▸ **To be done**:
1. From the sorority thread, write out the passage from "I'm starting a" up to and including "(Aug 28, 2010)", switching "hiding spaces" to "hiding spots".
2. Find every line in the entries that contains the string "blue", with case counting, and copy each such line.

▸ **Document segment**:
# New Sorority



## Fawnleaf (Aug 31, 2010)

Hay guys!

I'm starting a new sorority, yay!!! I have a 14 gallon, filtered, heated, cycled, tested, the whole deal. I was wondering how many females I should get. On other sites many people told me to ignore the "inch" rule and instead use the rule of one betta per gallon. They said that they like to be very slightly overcrowded to keep down the aggression. Is this correct? It sounds good. I was thinking originally about getting 7 females and maybe one albino cory with an ADF. Does that sound good? I may take out the cory if 7 females is not enough for a 14 gallon. My tank has plenty of hiding spaces and little crevices to hide in if needed. Any suggestions? 

Thanks!


----------



## Euphie101 (Aug 28, 2010)

I'm going to use the 2Gal per 1 Betta once I buy my other girls. I have a 20G so for me the max will be 10 girls, though I'll probably start out with 6 or so, so if I see one I want, I can get her. =P But besides that, your tank set-up sounds good. Lots of live plants in it I assume? I totally dumped a bunch into my tank. lol


----------



## Fawnleaf (Aug 31, 2010)

There are no live plants yet, because I only finished cycling the tank a few weeks ago. I wanted to be sure I didn't kill them some how during the cycle.  Not the best with plants. But new that I'm ready to add some serious fishage (lol) I'm planning on getting some.


----------



## Lunatatice (Jun 22, 2010)

Could female bettas be kept with schooling fish like zebra danios or neon tetras??


----------



## Fawnleaf (Aug 31, 2010)

If that is a question: Mostly, yes. I have seen many female bettas live with teon tetras and guppies. However, the attitude of the fish in question is a large factor. An aggressive betta cannot live with any fish, male or female. However, I now have a male delta who lives in my community and acts like a schooling fish.  So, yes but be careful.


----------



## Lunatatice (Jun 22, 2010)

Thanks, because I was wondering if I could find some females to put into my future community tank.


----------



## Fawnleaf (Aug 31, 2010)

Well, for a community it would be better if you only had one. Because then the bettas would fight unless you had 7 or so bettas. So, it would work better if you had a sorority with other fish, than a community with bettas. But like I said it all depends on the fish.


----------



## dramaqueen (Jul 7, 2008)

Cories are schooling fish and need to be kept in groups of at least 4.


----------



## Lunatatice (Jun 22, 2010)

All right, then. I'll stick to just one.


----------



## Fawnleaf (Aug 31, 2010)

Hay guys!

I got the girls! But one turned out to be a guy so I had to separate them, urgh! I have to take him back tommorow! And another girl is deathly sick, I don't think she's gonna pull through.  So tiny! Anyways... these are the girls!

▸ **Input for this task**:
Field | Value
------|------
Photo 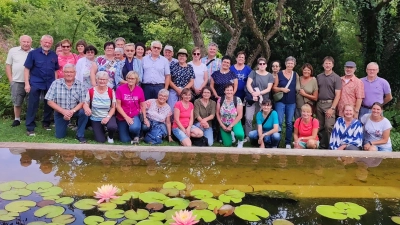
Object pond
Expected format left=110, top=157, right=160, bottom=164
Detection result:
left=0, top=148, right=400, bottom=225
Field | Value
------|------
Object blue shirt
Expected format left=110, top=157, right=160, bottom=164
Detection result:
left=229, top=65, right=251, bottom=100
left=24, top=48, right=59, bottom=90
left=256, top=110, right=279, bottom=132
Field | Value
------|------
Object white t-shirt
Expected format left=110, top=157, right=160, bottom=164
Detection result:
left=361, top=114, right=392, bottom=149
left=188, top=61, right=207, bottom=88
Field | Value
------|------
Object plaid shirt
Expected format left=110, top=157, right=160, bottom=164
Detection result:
left=45, top=78, right=86, bottom=110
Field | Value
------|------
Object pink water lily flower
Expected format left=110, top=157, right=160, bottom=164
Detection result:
left=94, top=184, right=119, bottom=204
left=171, top=210, right=199, bottom=225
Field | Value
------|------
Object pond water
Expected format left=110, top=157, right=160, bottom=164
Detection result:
left=0, top=148, right=400, bottom=225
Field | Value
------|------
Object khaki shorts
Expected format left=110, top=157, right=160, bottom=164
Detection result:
left=10, top=81, right=26, bottom=106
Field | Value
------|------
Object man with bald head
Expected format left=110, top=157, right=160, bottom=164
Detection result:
left=359, top=62, right=393, bottom=118
left=6, top=35, right=32, bottom=127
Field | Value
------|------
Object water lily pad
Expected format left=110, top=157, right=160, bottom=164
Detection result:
left=202, top=198, right=224, bottom=210
left=125, top=209, right=150, bottom=220
left=164, top=198, right=190, bottom=209
left=26, top=181, right=53, bottom=191
left=83, top=216, right=104, bottom=225
left=136, top=220, right=163, bottom=225
left=190, top=190, right=214, bottom=199
left=272, top=219, right=294, bottom=225
left=97, top=202, right=117, bottom=212
left=160, top=188, right=179, bottom=197
left=192, top=209, right=217, bottom=223
left=146, top=202, right=164, bottom=211
left=120, top=219, right=137, bottom=225
left=163, top=181, right=186, bottom=191
left=189, top=200, right=208, bottom=209
left=0, top=180, right=26, bottom=191
left=104, top=209, right=125, bottom=219
left=56, top=197, right=74, bottom=205
left=149, top=212, right=166, bottom=221
left=139, top=191, right=169, bottom=203
left=36, top=186, right=63, bottom=197
left=34, top=205, right=65, bottom=219
left=234, top=205, right=269, bottom=222
left=0, top=188, right=32, bottom=200
left=74, top=199, right=97, bottom=210
left=4, top=200, right=36, bottom=213
left=316, top=205, right=347, bottom=220
left=51, top=214, right=75, bottom=224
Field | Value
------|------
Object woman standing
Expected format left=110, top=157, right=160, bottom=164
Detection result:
left=245, top=58, right=274, bottom=136
left=116, top=71, right=150, bottom=144
left=168, top=48, right=195, bottom=108
left=76, top=45, right=97, bottom=90
left=361, top=102, right=392, bottom=152
left=210, top=56, right=238, bottom=99
left=295, top=63, right=318, bottom=119
left=273, top=56, right=298, bottom=148
left=188, top=47, right=208, bottom=98
left=214, top=83, right=244, bottom=148
left=172, top=88, right=203, bottom=146
left=293, top=104, right=319, bottom=149
left=56, top=39, right=78, bottom=79
left=249, top=99, right=281, bottom=148
left=83, top=71, right=118, bottom=144
left=194, top=86, right=216, bottom=146
left=329, top=105, right=363, bottom=150
left=91, top=42, right=121, bottom=90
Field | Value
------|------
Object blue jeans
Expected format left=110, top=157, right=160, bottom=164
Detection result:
left=25, top=85, right=53, bottom=131
left=117, top=115, right=142, bottom=143
left=275, top=102, right=296, bottom=145
left=194, top=122, right=214, bottom=146
left=249, top=130, right=281, bottom=148
left=54, top=109, right=89, bottom=138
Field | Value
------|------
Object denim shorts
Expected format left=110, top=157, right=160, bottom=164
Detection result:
left=172, top=125, right=198, bottom=141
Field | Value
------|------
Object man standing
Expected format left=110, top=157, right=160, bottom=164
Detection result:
left=201, top=42, right=221, bottom=81
left=164, top=45, right=178, bottom=65
left=316, top=56, right=342, bottom=149
left=6, top=35, right=32, bottom=127
left=359, top=62, right=393, bottom=118
left=24, top=35, right=59, bottom=136
left=142, top=41, right=171, bottom=100
left=45, top=63, right=89, bottom=143
left=338, top=61, right=365, bottom=118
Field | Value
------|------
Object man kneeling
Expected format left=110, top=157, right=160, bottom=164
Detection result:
left=45, top=63, right=88, bottom=143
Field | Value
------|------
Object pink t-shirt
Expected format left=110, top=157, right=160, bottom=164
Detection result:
left=115, top=84, right=144, bottom=121
left=172, top=101, right=194, bottom=128
left=294, top=117, right=319, bottom=140
left=57, top=53, right=79, bottom=79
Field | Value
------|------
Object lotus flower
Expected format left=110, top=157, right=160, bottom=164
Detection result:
left=94, top=184, right=119, bottom=204
left=171, top=210, right=199, bottom=225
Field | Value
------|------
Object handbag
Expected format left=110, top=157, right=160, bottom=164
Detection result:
left=272, top=71, right=294, bottom=102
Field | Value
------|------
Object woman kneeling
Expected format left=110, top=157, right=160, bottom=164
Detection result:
left=293, top=104, right=319, bottom=149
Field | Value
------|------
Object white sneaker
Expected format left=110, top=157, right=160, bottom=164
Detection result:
left=107, top=137, right=114, bottom=144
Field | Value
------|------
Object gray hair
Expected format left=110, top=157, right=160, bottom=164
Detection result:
left=158, top=89, right=169, bottom=96
left=63, top=63, right=76, bottom=72
left=150, top=41, right=162, bottom=48
left=96, top=71, right=108, bottom=80
left=40, top=34, right=54, bottom=42
left=114, top=48, right=124, bottom=54
left=285, top=56, right=296, bottom=65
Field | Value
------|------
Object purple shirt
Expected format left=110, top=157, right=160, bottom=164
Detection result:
left=115, top=84, right=144, bottom=121
left=360, top=77, right=391, bottom=107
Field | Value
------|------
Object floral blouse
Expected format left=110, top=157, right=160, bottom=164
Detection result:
left=217, top=96, right=242, bottom=126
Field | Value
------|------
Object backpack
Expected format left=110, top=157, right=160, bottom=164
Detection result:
left=89, top=87, right=113, bottom=108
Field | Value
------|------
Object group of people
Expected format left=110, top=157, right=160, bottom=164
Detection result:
left=6, top=35, right=392, bottom=151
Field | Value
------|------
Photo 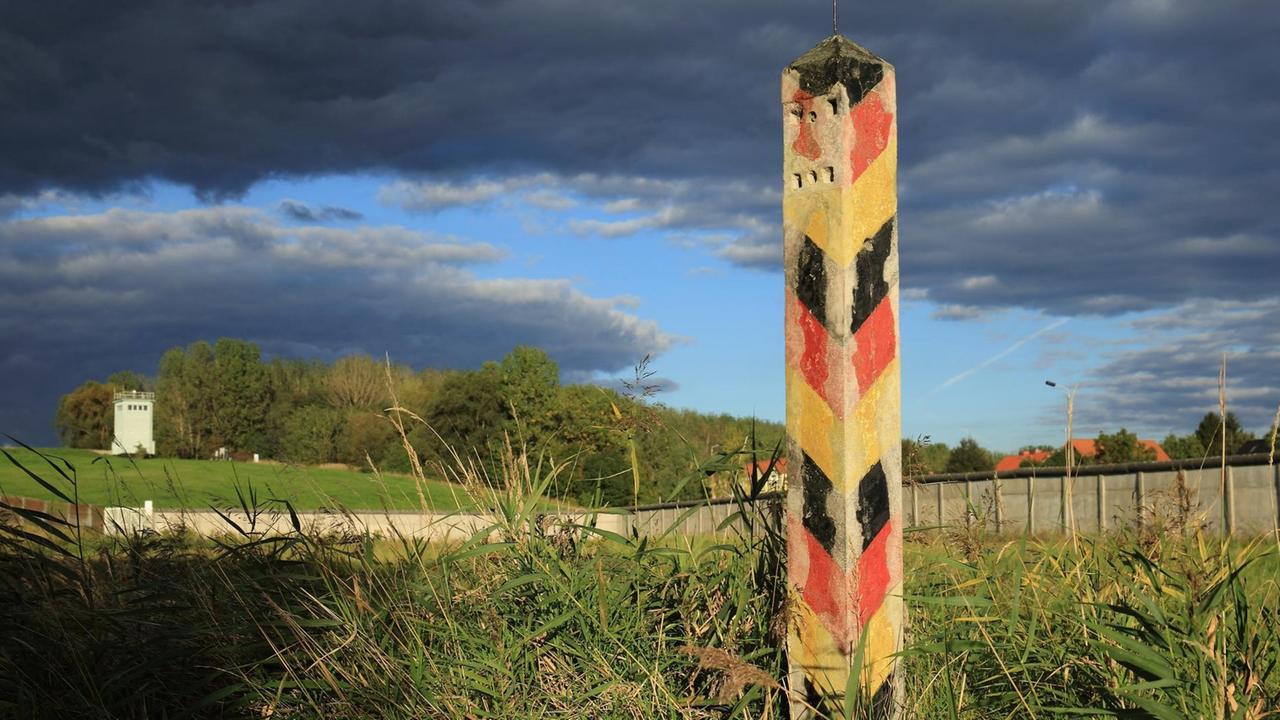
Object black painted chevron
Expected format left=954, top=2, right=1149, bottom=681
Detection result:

▸ **Responses for each task**:
1.
I'm starting a new sorority, yay!!! I have a 14 gallon, filtered, heated, cycled, tested, the whole deal. I was wondering how many females I should get. On other sites many people told me to ignore the "inch" rule and instead use the rule of one betta per gallon. They said that they like to be very slightly overcrowded to keep down the aggression. Is this correct? It sounds good. I was thinking originally about getting 7 females and maybe one albino cory with an ADF. Does that sound good? I may take out the cory if 7 females is not enough for a 14 gallon. My tank has plenty of hiding spots and little crevices to hide in if needed. Any suggestions? 

Thanks!


----------



## Euphie101 (Aug 28, 2010)

2.
Object blue shirt
Object blue jeans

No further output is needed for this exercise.